TASK INSTRUCTIONS
Extract every line of the material below verbatim, leaving the pictures out of your answer.

Image outline annotation data
########

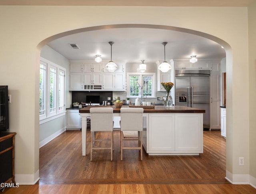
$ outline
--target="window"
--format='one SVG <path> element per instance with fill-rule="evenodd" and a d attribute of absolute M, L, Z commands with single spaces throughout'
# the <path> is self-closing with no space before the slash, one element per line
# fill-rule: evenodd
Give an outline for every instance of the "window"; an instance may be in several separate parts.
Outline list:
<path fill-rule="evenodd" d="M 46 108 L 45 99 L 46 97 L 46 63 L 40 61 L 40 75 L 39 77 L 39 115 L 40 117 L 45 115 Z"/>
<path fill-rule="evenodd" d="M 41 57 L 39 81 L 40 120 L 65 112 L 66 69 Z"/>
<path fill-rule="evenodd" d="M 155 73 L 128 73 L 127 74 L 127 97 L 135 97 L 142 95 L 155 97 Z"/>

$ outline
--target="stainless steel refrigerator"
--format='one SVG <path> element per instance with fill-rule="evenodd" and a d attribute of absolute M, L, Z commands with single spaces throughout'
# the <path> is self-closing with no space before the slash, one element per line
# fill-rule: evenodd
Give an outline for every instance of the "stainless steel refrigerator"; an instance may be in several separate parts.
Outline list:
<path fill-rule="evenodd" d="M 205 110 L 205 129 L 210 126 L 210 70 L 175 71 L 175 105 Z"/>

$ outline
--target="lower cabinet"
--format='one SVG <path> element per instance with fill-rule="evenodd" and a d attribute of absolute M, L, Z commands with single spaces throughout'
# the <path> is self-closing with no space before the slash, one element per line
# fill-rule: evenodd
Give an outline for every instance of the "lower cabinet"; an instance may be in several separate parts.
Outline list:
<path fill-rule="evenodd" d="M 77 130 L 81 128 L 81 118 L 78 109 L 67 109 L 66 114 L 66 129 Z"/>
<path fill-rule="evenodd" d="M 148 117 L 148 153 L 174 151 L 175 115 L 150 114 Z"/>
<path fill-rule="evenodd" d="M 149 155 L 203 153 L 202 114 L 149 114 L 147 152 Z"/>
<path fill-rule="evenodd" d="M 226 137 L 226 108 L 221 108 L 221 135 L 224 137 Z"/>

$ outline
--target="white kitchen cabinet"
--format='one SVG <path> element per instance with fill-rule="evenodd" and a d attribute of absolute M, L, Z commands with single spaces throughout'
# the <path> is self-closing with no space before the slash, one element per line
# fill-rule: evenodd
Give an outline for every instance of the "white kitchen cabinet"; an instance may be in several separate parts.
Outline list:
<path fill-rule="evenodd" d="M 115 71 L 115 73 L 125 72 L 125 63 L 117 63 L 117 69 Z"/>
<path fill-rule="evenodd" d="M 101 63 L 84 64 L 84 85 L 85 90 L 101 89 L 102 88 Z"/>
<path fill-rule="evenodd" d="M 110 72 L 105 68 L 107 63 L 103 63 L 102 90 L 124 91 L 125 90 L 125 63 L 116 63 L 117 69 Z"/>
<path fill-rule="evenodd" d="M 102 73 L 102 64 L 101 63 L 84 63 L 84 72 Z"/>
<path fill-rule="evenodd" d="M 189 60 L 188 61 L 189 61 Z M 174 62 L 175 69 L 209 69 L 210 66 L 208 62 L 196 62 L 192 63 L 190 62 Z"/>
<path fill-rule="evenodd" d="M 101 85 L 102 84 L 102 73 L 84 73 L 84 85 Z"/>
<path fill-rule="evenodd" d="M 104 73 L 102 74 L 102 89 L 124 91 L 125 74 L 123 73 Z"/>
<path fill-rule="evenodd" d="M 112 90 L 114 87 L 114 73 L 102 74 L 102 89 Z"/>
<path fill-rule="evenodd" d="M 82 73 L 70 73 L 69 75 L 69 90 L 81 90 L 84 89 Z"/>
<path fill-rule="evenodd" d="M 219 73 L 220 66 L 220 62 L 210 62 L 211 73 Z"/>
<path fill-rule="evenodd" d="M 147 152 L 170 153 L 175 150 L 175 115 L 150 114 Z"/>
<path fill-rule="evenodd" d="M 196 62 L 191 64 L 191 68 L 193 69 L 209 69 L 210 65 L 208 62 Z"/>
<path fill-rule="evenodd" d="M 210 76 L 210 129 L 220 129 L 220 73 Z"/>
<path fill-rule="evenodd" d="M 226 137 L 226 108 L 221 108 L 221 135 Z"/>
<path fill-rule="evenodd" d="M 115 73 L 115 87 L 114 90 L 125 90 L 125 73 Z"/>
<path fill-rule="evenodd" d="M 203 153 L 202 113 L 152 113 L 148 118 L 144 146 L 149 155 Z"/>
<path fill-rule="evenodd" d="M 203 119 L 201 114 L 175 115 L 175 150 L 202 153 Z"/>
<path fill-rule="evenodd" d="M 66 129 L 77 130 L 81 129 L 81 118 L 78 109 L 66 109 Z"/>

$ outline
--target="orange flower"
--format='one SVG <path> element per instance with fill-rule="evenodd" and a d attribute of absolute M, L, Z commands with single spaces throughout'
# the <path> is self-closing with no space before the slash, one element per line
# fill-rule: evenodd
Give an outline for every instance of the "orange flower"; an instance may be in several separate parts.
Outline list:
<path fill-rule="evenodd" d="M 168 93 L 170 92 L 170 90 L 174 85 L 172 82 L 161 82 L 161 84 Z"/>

########

RIGHT ANSWER
$ outline
--target="window"
--format='one SVG <path> element per instance with fill-rule="evenodd" and a d attribute of absolute M, L, Z commands with single spaces throughout'
# the <path> is self-closing with no space before the slash, one element per line
# fill-rule: evenodd
Give an outline for every instance of the "window"; an instance may be in several separate parts.
Outline list:
<path fill-rule="evenodd" d="M 46 108 L 45 99 L 46 97 L 46 63 L 40 61 L 40 75 L 39 77 L 39 115 L 40 117 L 45 115 Z"/>
<path fill-rule="evenodd" d="M 41 57 L 39 81 L 40 120 L 65 112 L 66 69 Z"/>
<path fill-rule="evenodd" d="M 155 73 L 128 73 L 127 74 L 127 97 L 135 97 L 142 95 L 155 97 Z"/>

$ outline
--target="stainless steel refrigerator"
--format='one SVG <path> element per instance with fill-rule="evenodd" and a d attribute of absolute M, L, Z commands with single spaces throughout'
# the <path> is self-closing with no space before the slash, one element per line
# fill-rule: evenodd
Give an outline for every instance of the "stainless steel refrigerator"; an instance may be in several separate parts.
Outline list:
<path fill-rule="evenodd" d="M 205 110 L 205 129 L 210 126 L 210 70 L 175 71 L 175 105 Z"/>

$ outline
--target="lower cabinet"
--format='one SVG <path> element per instance with fill-rule="evenodd" and a d attribute of absolute M, L, Z commands with single spaces throughout'
# the <path> is self-closing with no space before the slash, one element per line
# fill-rule: evenodd
Give an outline for every instance of the "lower cabinet"; an instance may be in several separate parts.
Outline list:
<path fill-rule="evenodd" d="M 77 130 L 81 128 L 81 118 L 78 109 L 67 109 L 66 114 L 66 129 Z"/>
<path fill-rule="evenodd" d="M 148 117 L 148 153 L 174 151 L 175 115 L 150 114 Z"/>
<path fill-rule="evenodd" d="M 149 155 L 203 153 L 202 114 L 149 114 L 147 152 Z"/>
<path fill-rule="evenodd" d="M 226 137 L 226 108 L 221 108 L 221 135 L 224 137 Z"/>

$ outline
--target="white kitchen cabinet"
--format='one SVG <path> element per instance with fill-rule="evenodd" and a d attribute of absolute M, L, Z commands with single spaces throughout'
# the <path> is self-closing with no space before the slash, one element per line
# fill-rule: evenodd
Give an outline for every instance of the "white kitchen cabinet"; an instance may be in several separate parts.
Outline list:
<path fill-rule="evenodd" d="M 115 71 L 115 73 L 125 72 L 125 63 L 117 63 L 117 69 Z"/>
<path fill-rule="evenodd" d="M 101 63 L 84 64 L 84 85 L 85 90 L 101 89 L 102 88 Z"/>
<path fill-rule="evenodd" d="M 110 72 L 105 68 L 107 63 L 103 63 L 102 90 L 124 91 L 125 90 L 125 63 L 116 63 L 117 69 Z"/>
<path fill-rule="evenodd" d="M 102 73 L 102 64 L 101 63 L 84 63 L 84 72 Z"/>
<path fill-rule="evenodd" d="M 189 60 L 188 61 L 189 61 Z M 174 62 L 175 69 L 209 69 L 210 66 L 208 62 L 196 62 L 192 63 L 190 62 Z"/>
<path fill-rule="evenodd" d="M 101 85 L 102 84 L 102 73 L 84 73 L 84 85 Z"/>
<path fill-rule="evenodd" d="M 104 73 L 102 74 L 102 89 L 124 91 L 125 74 L 123 73 Z"/>
<path fill-rule="evenodd" d="M 112 90 L 114 87 L 114 73 L 102 74 L 102 89 Z"/>
<path fill-rule="evenodd" d="M 82 73 L 70 73 L 69 75 L 69 90 L 81 90 L 84 89 Z"/>
<path fill-rule="evenodd" d="M 219 73 L 220 66 L 220 62 L 210 62 L 211 73 Z"/>
<path fill-rule="evenodd" d="M 147 152 L 170 153 L 175 150 L 175 115 L 150 114 Z"/>
<path fill-rule="evenodd" d="M 196 62 L 191 64 L 191 68 L 193 69 L 209 69 L 210 65 L 208 62 Z"/>
<path fill-rule="evenodd" d="M 210 76 L 210 129 L 220 129 L 220 73 Z"/>
<path fill-rule="evenodd" d="M 226 137 L 226 108 L 221 108 L 221 135 Z"/>
<path fill-rule="evenodd" d="M 115 73 L 115 87 L 114 90 L 125 90 L 125 73 Z"/>
<path fill-rule="evenodd" d="M 203 153 L 202 113 L 152 113 L 148 118 L 144 146 L 149 155 Z"/>
<path fill-rule="evenodd" d="M 203 119 L 201 114 L 175 115 L 175 150 L 202 153 Z"/>
<path fill-rule="evenodd" d="M 66 129 L 77 130 L 81 129 L 81 118 L 78 109 L 66 109 Z"/>

$ outline
--target="orange flower"
--format='one SVG <path> element per instance with fill-rule="evenodd" and a d attribute of absolute M, L, Z commands with single spaces throughout'
# the <path> is self-closing with no space before the slash, one element per line
# fill-rule: evenodd
Give an outline for every instance of the "orange flower"; an instance may be in several separate parts.
Outline list:
<path fill-rule="evenodd" d="M 168 93 L 170 92 L 170 90 L 174 85 L 172 82 L 161 82 L 161 84 Z"/>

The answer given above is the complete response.